─── Исходный документ

За последние полтора десятилетия на самих Филиппинах и на Западе, особенно в США, сформировался целый пласт литературы о кризисе и падении режима Маркоса. Книги на эту тему исчисляются десятками, количество журнальных и газетных статей, по-видимому, уже не поддается учету. Поименный перечень авторов, занимавшихся предысторией Февраля и отдельными его аспектами, занял бы не одну страницу.

Что же нового, при таком обилии публикаций, может предложить очередная книга специалисту или хорошо информированному читателю? Оправдано ли ее появление в нынешней России, озабоченной более насущными проблемами? Разумеется, настоящий ответ — в тексте и только там. Однако пояснения по поводу мотивов, побудивших начать исследование, а также вопросов, вызванных филиппинским Февралем, и ракурсов, под которыми он рассматривался, будут не лишними.

Прежде всего, описаниями филиппинской эпопеи не избалован как раз отечественный читатель. В Советском Союзе, уже вступавшем в эпоху перестройки и готовившемся заявить в Делийской декларации о стремлении к миру без насилия3, события на далеком архипелаге не вызвали восторга: в официальных кругах возобладало мнение, что смена власти прошла по команде из Вашингтона. Кроме того, именно при Маркосе Филиппины не просто установили с СССР дипломатические отношения, но придали двусторонним связям довольно оживленный характер. В ЦК КПСС и в МИДе филиппинского президента считали солидным и приемлемым международным партнером.

──────

Короткое упражнение A: Перескажите короче абзац текста о падении режима Маркоса, начинающийся словами «Прежде всего, описаниями», сохранив его основные факты.
Листинг никак не связан с текстом о падении режима Маркоса.

─── Предоставленный материал

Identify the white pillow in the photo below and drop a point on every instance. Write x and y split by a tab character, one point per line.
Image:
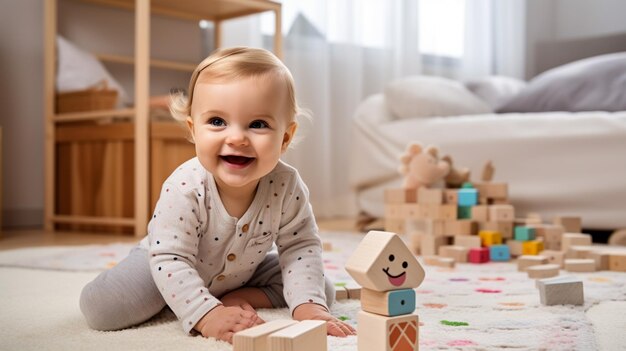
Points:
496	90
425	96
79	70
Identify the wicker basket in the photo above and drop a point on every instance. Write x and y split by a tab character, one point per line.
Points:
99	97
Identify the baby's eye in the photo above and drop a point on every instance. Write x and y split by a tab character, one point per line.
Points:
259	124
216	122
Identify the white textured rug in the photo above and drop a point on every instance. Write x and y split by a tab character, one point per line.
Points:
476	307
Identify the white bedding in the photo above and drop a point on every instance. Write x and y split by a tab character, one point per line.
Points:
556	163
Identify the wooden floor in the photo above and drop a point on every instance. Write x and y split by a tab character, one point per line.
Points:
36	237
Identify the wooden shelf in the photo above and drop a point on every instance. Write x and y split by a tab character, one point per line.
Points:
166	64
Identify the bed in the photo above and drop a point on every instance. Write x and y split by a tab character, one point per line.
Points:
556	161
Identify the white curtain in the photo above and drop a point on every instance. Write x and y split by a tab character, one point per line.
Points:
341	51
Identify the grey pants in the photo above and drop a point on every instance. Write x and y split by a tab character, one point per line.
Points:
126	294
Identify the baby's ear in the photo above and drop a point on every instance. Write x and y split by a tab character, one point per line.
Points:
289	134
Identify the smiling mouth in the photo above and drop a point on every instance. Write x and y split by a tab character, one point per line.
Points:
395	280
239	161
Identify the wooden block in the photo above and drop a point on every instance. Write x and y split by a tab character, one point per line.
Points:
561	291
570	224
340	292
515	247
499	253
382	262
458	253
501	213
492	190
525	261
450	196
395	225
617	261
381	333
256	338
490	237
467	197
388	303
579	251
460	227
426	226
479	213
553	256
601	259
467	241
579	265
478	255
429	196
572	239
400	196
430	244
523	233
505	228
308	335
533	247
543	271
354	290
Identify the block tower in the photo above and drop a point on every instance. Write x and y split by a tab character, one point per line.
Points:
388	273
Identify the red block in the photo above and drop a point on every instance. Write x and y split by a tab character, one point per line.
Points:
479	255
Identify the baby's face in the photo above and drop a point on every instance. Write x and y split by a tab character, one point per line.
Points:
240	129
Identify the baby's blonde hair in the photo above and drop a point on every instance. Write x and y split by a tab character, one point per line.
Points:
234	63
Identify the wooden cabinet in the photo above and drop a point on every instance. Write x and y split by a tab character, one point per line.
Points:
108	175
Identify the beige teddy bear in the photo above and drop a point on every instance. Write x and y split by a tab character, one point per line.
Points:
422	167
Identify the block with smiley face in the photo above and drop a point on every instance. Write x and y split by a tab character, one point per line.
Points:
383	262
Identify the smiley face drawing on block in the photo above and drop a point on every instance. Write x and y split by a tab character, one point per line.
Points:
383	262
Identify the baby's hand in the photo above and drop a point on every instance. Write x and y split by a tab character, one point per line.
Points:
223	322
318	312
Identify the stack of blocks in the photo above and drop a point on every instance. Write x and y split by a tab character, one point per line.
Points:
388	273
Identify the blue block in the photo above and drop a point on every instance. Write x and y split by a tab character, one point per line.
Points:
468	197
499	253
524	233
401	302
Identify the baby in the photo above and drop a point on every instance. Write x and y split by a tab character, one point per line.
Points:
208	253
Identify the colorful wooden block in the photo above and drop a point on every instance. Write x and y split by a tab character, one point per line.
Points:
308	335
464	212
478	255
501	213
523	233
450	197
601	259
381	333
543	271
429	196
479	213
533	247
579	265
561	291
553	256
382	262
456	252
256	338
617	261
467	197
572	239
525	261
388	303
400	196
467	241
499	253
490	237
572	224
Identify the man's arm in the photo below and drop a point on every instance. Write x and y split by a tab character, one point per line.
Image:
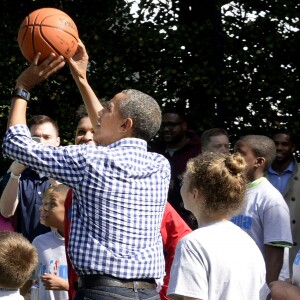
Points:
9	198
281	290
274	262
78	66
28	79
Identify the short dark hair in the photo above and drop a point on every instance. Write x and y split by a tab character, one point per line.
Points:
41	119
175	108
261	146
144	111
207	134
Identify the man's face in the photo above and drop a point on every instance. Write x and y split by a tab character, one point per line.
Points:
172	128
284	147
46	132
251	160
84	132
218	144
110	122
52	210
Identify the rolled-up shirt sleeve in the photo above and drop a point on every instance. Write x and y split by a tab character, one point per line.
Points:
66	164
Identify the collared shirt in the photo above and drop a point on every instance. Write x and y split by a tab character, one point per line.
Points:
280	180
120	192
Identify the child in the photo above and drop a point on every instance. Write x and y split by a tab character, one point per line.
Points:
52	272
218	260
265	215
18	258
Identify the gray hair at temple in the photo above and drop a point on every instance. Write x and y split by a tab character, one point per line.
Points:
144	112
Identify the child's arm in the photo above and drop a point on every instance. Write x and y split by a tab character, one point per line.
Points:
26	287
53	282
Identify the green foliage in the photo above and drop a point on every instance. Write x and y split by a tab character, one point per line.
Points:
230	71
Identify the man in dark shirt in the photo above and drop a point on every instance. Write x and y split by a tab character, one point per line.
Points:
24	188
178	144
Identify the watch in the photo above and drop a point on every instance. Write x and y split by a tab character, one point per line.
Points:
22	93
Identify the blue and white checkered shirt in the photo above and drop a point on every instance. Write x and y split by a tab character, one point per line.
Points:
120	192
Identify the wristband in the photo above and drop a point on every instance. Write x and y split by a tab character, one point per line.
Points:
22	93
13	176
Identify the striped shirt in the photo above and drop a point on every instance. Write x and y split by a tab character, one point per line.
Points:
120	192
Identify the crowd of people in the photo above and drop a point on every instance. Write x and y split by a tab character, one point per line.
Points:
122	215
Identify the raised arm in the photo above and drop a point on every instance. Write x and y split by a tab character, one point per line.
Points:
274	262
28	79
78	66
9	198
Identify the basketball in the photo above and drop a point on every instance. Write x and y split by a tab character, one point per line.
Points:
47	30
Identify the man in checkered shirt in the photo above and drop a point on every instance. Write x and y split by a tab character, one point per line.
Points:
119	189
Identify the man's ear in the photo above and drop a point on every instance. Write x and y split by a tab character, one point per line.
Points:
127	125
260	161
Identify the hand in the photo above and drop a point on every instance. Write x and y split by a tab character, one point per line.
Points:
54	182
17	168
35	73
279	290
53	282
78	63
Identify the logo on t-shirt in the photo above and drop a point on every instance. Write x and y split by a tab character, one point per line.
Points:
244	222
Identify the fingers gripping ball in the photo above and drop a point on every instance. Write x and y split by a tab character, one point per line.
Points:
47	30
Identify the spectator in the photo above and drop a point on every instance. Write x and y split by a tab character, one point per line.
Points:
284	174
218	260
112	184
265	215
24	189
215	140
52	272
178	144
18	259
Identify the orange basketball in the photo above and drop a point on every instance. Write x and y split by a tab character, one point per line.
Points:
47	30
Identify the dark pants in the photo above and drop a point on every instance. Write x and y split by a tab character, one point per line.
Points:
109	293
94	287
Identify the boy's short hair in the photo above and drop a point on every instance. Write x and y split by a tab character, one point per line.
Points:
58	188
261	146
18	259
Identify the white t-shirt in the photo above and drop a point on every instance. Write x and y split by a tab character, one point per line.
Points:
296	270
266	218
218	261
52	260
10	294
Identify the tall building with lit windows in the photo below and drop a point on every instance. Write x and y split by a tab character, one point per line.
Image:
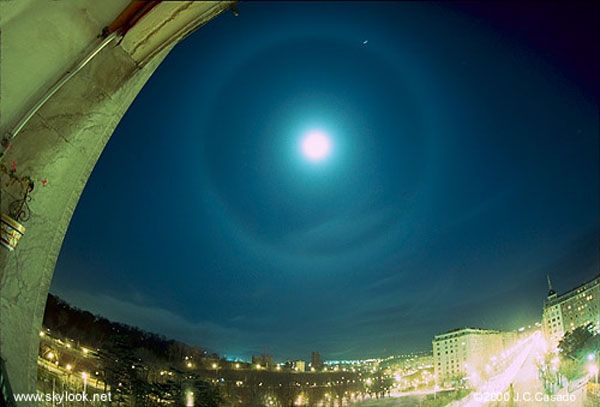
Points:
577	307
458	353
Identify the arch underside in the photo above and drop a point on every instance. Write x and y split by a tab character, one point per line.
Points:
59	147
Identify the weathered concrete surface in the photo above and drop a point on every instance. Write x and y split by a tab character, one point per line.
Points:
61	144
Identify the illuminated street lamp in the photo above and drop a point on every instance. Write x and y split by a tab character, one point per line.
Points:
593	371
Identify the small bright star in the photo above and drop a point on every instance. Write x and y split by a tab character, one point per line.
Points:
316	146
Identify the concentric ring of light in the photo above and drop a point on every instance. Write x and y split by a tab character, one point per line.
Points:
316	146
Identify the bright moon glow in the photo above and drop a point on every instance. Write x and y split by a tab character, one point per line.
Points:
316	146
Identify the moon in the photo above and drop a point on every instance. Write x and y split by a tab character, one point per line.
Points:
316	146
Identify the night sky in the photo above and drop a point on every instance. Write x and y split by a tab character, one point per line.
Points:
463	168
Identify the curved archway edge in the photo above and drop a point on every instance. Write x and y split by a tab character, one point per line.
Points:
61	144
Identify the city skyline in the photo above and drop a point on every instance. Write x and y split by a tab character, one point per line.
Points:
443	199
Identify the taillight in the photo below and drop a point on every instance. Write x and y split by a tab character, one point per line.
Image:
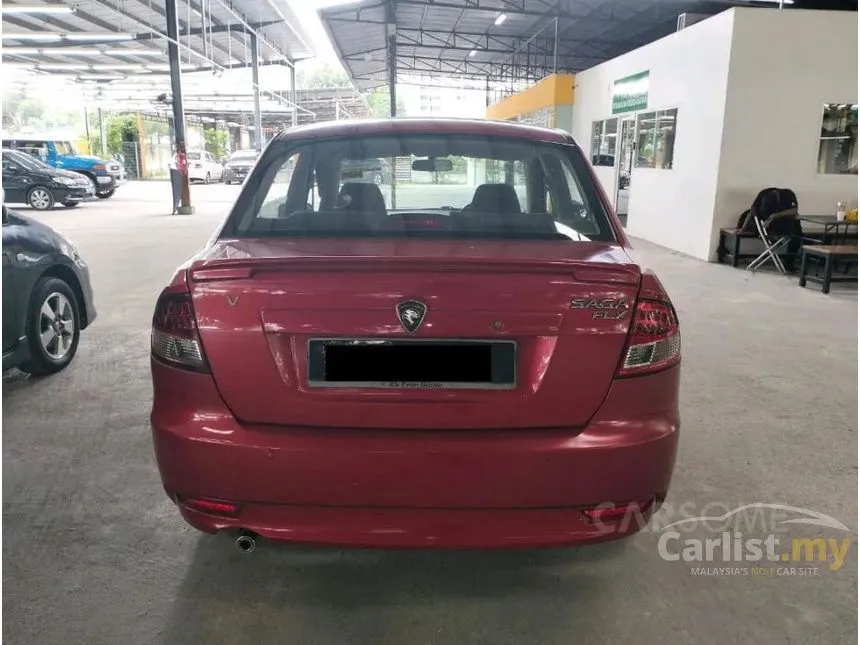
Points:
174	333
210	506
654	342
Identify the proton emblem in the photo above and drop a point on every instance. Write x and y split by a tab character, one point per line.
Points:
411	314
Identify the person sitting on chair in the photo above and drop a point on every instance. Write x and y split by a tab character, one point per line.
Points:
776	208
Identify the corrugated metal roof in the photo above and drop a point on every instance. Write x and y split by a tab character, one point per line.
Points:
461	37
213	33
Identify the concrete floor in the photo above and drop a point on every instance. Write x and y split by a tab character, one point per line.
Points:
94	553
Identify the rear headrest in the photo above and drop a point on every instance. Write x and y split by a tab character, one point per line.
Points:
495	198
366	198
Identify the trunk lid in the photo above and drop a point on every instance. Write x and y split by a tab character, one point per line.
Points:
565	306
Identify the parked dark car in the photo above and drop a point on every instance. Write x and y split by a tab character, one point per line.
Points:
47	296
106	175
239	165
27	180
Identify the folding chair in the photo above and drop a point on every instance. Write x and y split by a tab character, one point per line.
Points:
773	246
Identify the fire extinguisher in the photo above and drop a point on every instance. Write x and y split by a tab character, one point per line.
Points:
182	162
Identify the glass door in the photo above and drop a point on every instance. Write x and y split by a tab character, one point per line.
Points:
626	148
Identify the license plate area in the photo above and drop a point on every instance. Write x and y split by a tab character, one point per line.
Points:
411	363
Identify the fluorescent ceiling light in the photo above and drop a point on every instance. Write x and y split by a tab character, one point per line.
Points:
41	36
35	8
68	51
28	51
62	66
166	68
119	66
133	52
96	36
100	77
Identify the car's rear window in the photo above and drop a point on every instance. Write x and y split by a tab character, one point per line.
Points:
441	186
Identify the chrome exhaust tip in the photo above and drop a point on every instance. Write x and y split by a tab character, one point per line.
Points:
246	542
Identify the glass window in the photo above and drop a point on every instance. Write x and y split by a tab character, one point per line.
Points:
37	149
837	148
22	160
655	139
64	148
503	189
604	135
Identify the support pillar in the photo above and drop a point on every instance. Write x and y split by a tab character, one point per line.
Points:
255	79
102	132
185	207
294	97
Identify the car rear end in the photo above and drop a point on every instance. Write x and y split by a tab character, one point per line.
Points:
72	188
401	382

──────

Короткое упражнение B: Выведите дословно часть листинга от строки, содержащей «Identify the glass door», до самого конца листинга включительно.

Письменное решение A: Отечественный читатель мало знаком с описаниями филиппинских событий. В СССР, который уже вступал в перестройку и готовился провозгласить в Делийской декларации стремление к миру без насилия, их встретили без восторга: в официальных кругах считали, что смена власти прошла по команде из Вашингтона. Кроме того, при Маркосе Филиппины установили с СССР дипломатические отношения и оживили двусторонние связи. В ЦК КПСС и МИДе Маркоса считали солидным и приемлемым партнером.

Письменное решение B:
Identify the glass door in the photo above and drop a point on every instance. Write x and y split by a tab character, one point per line.
Points:
626	148
Identify the license plate area in the photo above and drop a point on every instance. Write x and y split by a tab character, one point per line.
Points:
411	363
Identify the fluorescent ceiling light in the photo above and drop a point on every instance. Write x and y split by a tab character, one point per line.
Points:
41	36
35	8
68	51
28	51
62	66
166	68
119	66
133	52
96	36
100	77
Identify the car's rear window in the photo above and drop a point on every instance. Write x and y split by a tab character, one point per line.
Points:
441	186
Identify the chrome exhaust tip in the photo above and drop a point on every instance. Write x and y split by a tab character, one point per line.
Points:
246	542
Identify the glass window in the photo above and drop a point on every instance. Write x and y split by a tab character, one point per line.
Points:
37	149
837	148
22	160
655	139
64	148
503	189
604	135
Identify the support pillar in the photo above and drop a point on every instance. Write x and y split by a tab character, one point per line.
Points:
255	79
102	132
185	207
294	97
Identify the car rear end in the photo above and drop a point on every instance. Write x and y split by a tab character, one point per line.
Points:
72	188
401	382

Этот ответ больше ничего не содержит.